__EXCERPTED TEXT__
Aspirin use three or more times per week is associated with reductions in all-cause, any cancer, gastrointestinal cancer, and colorectal cancer (CRC) mortality among older adults, according to a study, ‘With Mortality Risk Among Older Adult Participants in the Prostate, Lung, Colorectal, and Ovarian Cancer Screening Trial’, published in JAMA Network Open.
Aspirin use has been associated with reduced risk of cancer mortality, particularly of the colorectum. However, aspirin efficacy may be influenced by biological characteristics, such as obesity and age. With the increasing prevalence of obesity and conflicting data regarding the effect of aspirin in older adults, understanding the potential association of aspirin use with cancer mortality according to BMI and age is imperative.
Therefore, Dr Holli A Loomans-Kropp from the National Cancer Institute in Rockville, MD, and colleagues sought to investigate the association of aspirin use with risk of all-cause, any cancer, gastrointestinal (GI) cancer and CRC mortality among older adults (aged 65 years and older) and performed an exploratory analysis of the association of aspirin use with mortality stratified by BMI.

[Records from a collection]
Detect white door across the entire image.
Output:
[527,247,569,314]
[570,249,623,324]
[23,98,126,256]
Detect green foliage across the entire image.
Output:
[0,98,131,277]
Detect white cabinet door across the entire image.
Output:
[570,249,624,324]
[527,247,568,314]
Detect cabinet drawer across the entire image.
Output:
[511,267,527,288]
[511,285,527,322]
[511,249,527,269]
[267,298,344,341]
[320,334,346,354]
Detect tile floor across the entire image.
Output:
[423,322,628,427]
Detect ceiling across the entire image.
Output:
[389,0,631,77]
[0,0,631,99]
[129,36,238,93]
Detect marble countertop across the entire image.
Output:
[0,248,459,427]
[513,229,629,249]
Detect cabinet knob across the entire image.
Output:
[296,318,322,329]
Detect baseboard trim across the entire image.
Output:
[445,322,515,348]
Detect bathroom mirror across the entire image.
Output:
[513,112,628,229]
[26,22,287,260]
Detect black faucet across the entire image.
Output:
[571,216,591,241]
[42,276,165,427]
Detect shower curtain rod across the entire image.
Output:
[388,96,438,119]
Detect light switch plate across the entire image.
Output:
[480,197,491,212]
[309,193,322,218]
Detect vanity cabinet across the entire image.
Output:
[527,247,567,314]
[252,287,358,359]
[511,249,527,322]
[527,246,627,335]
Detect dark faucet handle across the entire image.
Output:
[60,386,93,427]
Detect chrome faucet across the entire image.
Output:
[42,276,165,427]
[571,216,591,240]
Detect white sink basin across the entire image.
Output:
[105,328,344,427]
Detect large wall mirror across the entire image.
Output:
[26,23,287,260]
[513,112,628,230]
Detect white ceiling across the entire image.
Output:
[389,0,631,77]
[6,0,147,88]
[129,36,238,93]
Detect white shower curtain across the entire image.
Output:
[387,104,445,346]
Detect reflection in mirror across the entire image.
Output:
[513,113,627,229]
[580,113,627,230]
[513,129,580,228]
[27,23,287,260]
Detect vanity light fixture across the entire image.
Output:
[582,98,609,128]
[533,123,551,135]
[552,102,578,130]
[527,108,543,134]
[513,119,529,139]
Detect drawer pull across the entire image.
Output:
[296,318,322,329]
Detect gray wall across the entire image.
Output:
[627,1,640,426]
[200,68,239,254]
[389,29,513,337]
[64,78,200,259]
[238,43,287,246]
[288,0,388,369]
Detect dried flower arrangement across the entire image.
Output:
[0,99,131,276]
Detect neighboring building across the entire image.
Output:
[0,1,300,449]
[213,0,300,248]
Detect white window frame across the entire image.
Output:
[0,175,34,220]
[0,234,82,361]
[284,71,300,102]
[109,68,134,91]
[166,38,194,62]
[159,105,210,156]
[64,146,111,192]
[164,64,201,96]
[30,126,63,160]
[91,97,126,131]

__REQUIREMENT A__
Condense the paragraph of the aspirin mortality article that begins "Aspirin use has been associated" into a shorter version that retains its main facts.
__REQUIREMENT B__
Carry the article on aspirin use and mortality in older adults further, beginning after its final sentence.

__RESPONSE AREA A__
Aspirin use has been linked to lower cancer mortality, especially colorectal cancer mortality, but its efficacy may depend on biological characteristics such as obesity and age. Because obesity is increasingly prevalent and data on aspirin's effect in older adults conflict, it is imperative to understand how aspirin use relates to cancer mortality according to BMI and age.

__RESPONSE AREA B__
Using data from the Prostate, Lung, Colorectal, and Ovarian (PLCO) Cancer Screening Trial, they examined records from 146,152 individuals (mean age at baseline, 66.3 years) who were followed for a median of 12.5 years (November 1993 to July 2, 2001 and follow-up 2006-2008), encompassing 1,822,164 person-years. Analysis began in late 2018 and was completed in September 2019.
The primary outcome was all-cause, any cancer, GI cancer,or CRC mortality. The investigators performed multivariable hazard ratios (HRs) and 95% CIs were calculated using time-varying Cox proportional hazards regression modelling, adjusted for additional factors.
The researchers found that aspirin use one to three times per month correlated with a reduced risk for all-cause and cancer mortality compared with no use (hazard ratios, 0.84 and 0.87, respectively). Reduced risks for mortality of all causes, any cancer, gastrointestinal cancer and CRC were reported with aspirin use three or more times per week (hazard ratios, 0.81, 0.85, 0.75, and 0.71, respectively).
On stratification by BMI, aspirin use three or more times per week correlated with a reduced risk for all-cause and any cancer mortality among those with a BMI20-24 (hazard ratios, 0.82 and 0.86, respectively) and with reduced risk for all-cause, any cancer, gastrointestinal cancer and CRC mortality with a BMI25-29.9 (hazard ratios, 0.82, 0.86, 0.72, and 0.66, respectively).
"Future studies should further examine the association of BMI with the efficacy of aspirin as a cancer preventive agent to adapt to the changing global obesity trends," the authors write.
One author disclosed financial ties to the pharmaceutical industry.